* SET EXERCISE: Please repeat all of the lines that follow, exactly as written.

* SOURCE DATA:
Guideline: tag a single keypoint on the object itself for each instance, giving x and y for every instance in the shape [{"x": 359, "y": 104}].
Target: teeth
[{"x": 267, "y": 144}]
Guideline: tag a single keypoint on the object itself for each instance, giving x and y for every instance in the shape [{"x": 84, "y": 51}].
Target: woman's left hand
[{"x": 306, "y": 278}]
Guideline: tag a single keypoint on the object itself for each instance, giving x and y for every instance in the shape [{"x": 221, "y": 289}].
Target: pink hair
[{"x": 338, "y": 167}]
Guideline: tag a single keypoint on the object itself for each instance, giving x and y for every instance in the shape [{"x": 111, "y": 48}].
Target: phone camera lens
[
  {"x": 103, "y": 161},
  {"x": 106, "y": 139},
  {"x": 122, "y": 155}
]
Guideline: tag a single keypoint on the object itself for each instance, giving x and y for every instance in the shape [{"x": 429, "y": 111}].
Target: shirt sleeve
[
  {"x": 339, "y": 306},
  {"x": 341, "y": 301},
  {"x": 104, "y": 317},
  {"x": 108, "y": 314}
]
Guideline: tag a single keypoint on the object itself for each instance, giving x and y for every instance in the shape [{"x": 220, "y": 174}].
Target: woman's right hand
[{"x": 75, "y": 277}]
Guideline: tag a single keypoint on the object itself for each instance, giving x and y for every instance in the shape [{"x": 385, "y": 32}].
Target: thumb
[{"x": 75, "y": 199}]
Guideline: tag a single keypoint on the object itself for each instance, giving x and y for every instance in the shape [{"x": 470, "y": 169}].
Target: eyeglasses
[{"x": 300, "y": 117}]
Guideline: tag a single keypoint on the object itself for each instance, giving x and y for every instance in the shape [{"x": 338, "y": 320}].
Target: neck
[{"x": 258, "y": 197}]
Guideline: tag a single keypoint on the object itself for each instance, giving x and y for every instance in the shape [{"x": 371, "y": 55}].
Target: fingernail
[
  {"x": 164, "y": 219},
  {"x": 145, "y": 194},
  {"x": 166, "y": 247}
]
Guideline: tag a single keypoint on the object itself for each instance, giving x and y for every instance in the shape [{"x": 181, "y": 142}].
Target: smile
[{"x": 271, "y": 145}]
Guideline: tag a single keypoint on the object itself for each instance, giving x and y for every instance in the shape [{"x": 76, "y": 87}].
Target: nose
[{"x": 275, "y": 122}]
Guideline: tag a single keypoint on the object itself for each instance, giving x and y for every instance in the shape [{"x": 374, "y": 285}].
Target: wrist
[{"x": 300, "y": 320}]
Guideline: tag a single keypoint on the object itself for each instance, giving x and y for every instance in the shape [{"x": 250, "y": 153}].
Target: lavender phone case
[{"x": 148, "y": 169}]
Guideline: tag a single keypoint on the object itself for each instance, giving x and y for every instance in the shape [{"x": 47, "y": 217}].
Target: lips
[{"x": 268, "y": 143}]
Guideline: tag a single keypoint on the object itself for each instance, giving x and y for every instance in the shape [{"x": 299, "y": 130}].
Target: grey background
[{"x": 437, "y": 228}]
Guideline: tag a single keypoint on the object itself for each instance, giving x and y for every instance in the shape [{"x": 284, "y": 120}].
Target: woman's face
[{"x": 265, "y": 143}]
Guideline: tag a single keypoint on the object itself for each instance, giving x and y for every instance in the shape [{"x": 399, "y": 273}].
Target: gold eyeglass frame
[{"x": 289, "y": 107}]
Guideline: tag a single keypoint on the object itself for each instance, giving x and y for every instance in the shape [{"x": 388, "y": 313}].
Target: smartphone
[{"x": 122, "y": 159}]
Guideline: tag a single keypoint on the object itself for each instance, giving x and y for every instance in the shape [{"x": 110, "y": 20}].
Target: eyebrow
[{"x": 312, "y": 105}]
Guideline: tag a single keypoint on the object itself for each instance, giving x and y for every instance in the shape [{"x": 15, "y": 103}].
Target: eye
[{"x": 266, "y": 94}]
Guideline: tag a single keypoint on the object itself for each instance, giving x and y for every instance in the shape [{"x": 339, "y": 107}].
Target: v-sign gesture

* ANSWER BELOW:
Guideline: tag a single keypoint on the object itself for each instance, giving x and y for every instance in the shape [{"x": 359, "y": 104}].
Target: teeth
[{"x": 267, "y": 144}]
Guideline: tag a single keypoint on the object itself for each instance, giving x and y for every instance in the shape [{"x": 84, "y": 51}].
Target: woman's left hand
[{"x": 306, "y": 278}]
Guideline: tag a single keypoint on the object itself for each instance, giving x and y for every instance in the shape [{"x": 221, "y": 289}].
Target: pink hair
[{"x": 338, "y": 167}]
Guideline: tag a single keypoint on the object itself for each instance, giving x and y for every instance in the shape [{"x": 111, "y": 48}].
Target: phone camera lens
[
  {"x": 103, "y": 161},
  {"x": 106, "y": 139},
  {"x": 122, "y": 155}
]
Guideline: tag a single keypoint on the object itself for each instance, giving x and y for every instance in the shape [{"x": 429, "y": 111}].
Target: shirt sleeve
[
  {"x": 339, "y": 306},
  {"x": 341, "y": 301},
  {"x": 104, "y": 317},
  {"x": 108, "y": 314}
]
Guideline: tag a single keypoint on the object itself for each instance, giving x and y for every instance in the shape [{"x": 220, "y": 174}].
Target: woman's right hand
[{"x": 75, "y": 277}]
Guideline: tag a single keypoint on the object itself for each instance, giving x and y for every instance in the shape [{"x": 385, "y": 32}].
Target: thumb
[{"x": 75, "y": 199}]
Guideline: tag a single keypoint on the object itself for each instance, giving x and y for every instance in the shape [{"x": 470, "y": 169}].
Target: eyeglasses
[{"x": 300, "y": 117}]
Guideline: tag a single keypoint on the object itself for each instance, giving x and y for every instance in the shape [{"x": 338, "y": 320}].
Target: neck
[{"x": 258, "y": 197}]
Guideline: tag a single keypoint on the object itself for each instance, giving x and y for every instance in the shape [{"x": 371, "y": 55}].
Target: fingernail
[
  {"x": 164, "y": 219},
  {"x": 145, "y": 194},
  {"x": 166, "y": 247}
]
Guideline: tag a single keypoint on the object itself for each instance, giving x and y for every instance in the shape [{"x": 181, "y": 142}].
Target: smile
[{"x": 271, "y": 145}]
Guideline: tag a single keypoint on the object itself for each instance, giving x and y for every instance in the shape [{"x": 76, "y": 87}].
Target: nose
[{"x": 275, "y": 122}]
Guideline: tag a single keypoint on the object itself for each instance, giving x and y for every instance in the shape [{"x": 374, "y": 285}].
Target: wrist
[{"x": 300, "y": 320}]
Guideline: tag a single keypoint on the object itself for each instance, giving x and y for every instance in the shape [{"x": 250, "y": 153}].
Target: lavender phone case
[{"x": 148, "y": 169}]
Guideline: tag a single keypoint on the object itself for each instance, giving x and y for every instance in the shape [{"x": 47, "y": 217}].
Target: lips
[{"x": 268, "y": 143}]
Guideline: tag a single keypoint on the object itself for each instance, giving x and y for every instance in the shape [{"x": 299, "y": 130}].
Target: grey background
[{"x": 437, "y": 228}]
Guideline: tag a single keypoint on the object itself for each instance, giving x and y for every instance in the shape [{"x": 284, "y": 120}].
Target: woman's face
[{"x": 265, "y": 143}]
Guideline: tag a single keypoint on the object itself for each instance, giving x and y for every instance in the shape [{"x": 399, "y": 273}].
Target: gold eyeglass frame
[{"x": 289, "y": 107}]
Guideline: tag a single keypoint on the object itself for each instance, giving x and y for every instance in the shape [{"x": 388, "y": 313}].
Target: smartphone
[{"x": 122, "y": 159}]
Guideline: tag a single keypoint on the object itself for each instance, giving x and y for every instance in the shape [{"x": 110, "y": 20}].
Target: eyebrow
[{"x": 312, "y": 105}]
Guideline: tag a single keypoint on the object itself for each instance, giving x and y for every instance in the shape [{"x": 15, "y": 103}].
Target: eye
[{"x": 266, "y": 94}]
Guideline: tag a single keypoint on the object itself for each instance, giving x and y for every instance in the shape [{"x": 339, "y": 107}].
Target: v-sign gesture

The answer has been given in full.